--- Excerpted data ---

---+---

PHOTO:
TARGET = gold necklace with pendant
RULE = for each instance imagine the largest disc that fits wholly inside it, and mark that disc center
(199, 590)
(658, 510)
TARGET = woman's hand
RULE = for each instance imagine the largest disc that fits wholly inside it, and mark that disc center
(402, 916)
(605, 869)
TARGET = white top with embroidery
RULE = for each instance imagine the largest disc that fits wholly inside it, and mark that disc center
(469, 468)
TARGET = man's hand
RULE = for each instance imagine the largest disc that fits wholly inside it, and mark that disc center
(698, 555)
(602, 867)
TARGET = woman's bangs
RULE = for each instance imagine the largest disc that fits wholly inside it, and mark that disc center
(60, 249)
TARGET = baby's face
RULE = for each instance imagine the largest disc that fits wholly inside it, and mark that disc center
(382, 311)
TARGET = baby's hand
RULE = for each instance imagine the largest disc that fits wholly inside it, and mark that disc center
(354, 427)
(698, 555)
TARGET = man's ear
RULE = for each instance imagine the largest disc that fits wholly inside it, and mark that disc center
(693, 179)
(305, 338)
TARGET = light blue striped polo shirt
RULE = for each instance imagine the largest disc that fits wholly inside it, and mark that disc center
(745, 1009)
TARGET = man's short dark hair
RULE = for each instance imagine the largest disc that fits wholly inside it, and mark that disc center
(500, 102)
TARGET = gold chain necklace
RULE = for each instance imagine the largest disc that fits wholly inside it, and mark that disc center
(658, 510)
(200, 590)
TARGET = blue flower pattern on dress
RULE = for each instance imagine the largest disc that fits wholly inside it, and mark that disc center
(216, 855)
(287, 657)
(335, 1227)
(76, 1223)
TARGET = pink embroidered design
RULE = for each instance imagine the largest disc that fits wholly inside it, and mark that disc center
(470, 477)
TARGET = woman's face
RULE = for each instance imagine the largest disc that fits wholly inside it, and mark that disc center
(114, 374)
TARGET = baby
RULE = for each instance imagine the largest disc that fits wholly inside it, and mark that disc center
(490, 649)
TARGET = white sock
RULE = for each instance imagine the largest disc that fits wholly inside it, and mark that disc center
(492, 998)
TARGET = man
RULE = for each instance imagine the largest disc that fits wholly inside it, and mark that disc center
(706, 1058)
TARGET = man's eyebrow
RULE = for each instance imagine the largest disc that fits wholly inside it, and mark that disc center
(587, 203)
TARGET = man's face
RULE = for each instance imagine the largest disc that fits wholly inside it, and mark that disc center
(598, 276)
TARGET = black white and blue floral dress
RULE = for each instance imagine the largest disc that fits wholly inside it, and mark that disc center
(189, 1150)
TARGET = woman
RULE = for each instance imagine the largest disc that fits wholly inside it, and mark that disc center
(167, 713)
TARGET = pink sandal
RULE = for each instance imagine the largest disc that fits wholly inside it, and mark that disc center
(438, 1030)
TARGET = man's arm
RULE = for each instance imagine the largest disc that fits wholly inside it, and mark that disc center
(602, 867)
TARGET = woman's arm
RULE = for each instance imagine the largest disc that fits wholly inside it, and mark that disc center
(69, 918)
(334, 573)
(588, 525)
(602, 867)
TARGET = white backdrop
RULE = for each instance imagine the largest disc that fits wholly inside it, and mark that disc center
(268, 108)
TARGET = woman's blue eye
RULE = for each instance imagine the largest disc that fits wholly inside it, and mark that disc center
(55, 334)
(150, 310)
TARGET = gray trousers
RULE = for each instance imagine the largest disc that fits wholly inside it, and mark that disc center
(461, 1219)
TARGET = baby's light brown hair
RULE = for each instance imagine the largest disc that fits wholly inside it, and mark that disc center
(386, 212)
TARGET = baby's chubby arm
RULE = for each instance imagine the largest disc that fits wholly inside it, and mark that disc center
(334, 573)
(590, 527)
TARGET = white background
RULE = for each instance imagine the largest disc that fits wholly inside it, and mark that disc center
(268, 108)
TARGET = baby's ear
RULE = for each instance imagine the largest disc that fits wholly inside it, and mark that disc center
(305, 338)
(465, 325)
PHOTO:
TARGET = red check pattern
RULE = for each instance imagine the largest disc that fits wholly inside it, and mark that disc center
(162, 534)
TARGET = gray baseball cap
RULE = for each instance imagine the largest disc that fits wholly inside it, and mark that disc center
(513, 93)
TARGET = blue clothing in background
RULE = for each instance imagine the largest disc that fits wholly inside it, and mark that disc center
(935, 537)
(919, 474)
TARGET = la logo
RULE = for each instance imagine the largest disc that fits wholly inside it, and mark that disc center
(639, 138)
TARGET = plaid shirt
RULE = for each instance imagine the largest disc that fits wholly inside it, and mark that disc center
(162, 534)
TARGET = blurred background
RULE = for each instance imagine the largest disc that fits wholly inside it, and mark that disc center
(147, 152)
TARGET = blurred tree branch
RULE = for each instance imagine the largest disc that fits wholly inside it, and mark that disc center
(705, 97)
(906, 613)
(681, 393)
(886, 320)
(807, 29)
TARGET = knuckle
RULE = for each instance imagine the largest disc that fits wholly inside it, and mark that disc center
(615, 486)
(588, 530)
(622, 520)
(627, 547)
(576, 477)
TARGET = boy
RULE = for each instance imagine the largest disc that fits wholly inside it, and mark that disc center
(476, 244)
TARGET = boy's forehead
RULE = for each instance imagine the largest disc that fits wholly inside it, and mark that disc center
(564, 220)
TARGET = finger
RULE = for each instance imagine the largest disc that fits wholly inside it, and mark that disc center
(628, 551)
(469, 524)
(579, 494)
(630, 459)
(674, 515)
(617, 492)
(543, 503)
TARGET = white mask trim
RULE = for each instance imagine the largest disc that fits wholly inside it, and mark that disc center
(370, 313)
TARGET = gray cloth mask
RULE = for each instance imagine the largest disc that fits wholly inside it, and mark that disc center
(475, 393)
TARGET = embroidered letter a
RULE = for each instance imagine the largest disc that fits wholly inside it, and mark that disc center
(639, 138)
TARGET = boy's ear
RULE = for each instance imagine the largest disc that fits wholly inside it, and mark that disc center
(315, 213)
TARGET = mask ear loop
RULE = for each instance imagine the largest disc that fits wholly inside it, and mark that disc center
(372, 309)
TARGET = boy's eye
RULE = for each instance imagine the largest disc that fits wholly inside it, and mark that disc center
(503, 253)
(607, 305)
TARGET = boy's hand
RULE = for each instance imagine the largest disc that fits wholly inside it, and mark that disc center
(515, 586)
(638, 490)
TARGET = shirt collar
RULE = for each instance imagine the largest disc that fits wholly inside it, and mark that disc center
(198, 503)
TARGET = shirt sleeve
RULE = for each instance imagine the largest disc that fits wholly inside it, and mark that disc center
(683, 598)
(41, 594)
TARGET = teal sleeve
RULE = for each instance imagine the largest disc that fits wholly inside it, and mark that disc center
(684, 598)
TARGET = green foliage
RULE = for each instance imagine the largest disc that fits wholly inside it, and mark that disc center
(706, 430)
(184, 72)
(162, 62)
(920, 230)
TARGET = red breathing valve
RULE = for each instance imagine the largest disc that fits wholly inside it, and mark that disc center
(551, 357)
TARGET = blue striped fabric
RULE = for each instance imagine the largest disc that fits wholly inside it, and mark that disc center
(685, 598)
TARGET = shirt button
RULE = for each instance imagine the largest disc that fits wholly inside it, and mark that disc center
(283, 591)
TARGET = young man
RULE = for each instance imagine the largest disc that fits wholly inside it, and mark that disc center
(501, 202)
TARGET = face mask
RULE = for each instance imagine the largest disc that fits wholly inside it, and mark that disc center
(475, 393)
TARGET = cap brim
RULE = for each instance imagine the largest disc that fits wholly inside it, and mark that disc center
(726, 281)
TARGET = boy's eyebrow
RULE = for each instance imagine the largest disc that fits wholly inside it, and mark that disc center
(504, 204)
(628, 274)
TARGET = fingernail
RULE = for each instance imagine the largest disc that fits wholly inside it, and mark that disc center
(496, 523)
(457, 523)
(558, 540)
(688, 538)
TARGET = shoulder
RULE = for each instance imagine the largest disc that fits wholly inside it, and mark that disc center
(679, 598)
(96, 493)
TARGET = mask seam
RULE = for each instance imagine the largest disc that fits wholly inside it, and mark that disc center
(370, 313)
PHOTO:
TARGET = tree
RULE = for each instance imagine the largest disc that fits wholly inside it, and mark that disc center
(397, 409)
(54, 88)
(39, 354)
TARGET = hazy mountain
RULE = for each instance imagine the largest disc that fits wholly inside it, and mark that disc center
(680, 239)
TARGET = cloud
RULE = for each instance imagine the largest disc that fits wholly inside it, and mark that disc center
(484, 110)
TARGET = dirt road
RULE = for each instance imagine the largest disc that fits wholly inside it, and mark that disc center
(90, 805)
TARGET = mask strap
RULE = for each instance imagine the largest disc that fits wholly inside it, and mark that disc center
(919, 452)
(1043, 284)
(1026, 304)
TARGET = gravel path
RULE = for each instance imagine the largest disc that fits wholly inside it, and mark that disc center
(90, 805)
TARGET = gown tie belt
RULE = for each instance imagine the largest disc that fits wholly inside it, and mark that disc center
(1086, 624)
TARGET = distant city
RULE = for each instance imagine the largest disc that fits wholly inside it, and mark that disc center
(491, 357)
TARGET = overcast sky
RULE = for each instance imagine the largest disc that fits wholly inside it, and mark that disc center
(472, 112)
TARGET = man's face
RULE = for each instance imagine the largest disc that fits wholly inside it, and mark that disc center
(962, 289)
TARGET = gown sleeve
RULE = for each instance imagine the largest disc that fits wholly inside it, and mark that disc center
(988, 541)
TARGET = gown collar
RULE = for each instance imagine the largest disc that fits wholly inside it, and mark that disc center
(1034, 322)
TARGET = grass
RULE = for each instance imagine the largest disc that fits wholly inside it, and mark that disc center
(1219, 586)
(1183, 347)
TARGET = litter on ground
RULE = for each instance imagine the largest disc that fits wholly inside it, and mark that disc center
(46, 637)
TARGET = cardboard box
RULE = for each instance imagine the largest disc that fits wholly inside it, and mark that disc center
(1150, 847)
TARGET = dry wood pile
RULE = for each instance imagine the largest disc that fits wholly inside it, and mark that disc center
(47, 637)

---+---

--- Written instruction ---
Express the material from the line containing "TARGET = black white and blue floral dress" through the line containing "(189, 1150)" as a JSON list of strings, one string per line, leaving out blank lines.

--- Result ---
[
  "TARGET = black white and blue floral dress",
  "RULE = for each instance imagine the largest disc that fits wholly inside it, and mark that disc center",
  "(189, 1150)"
]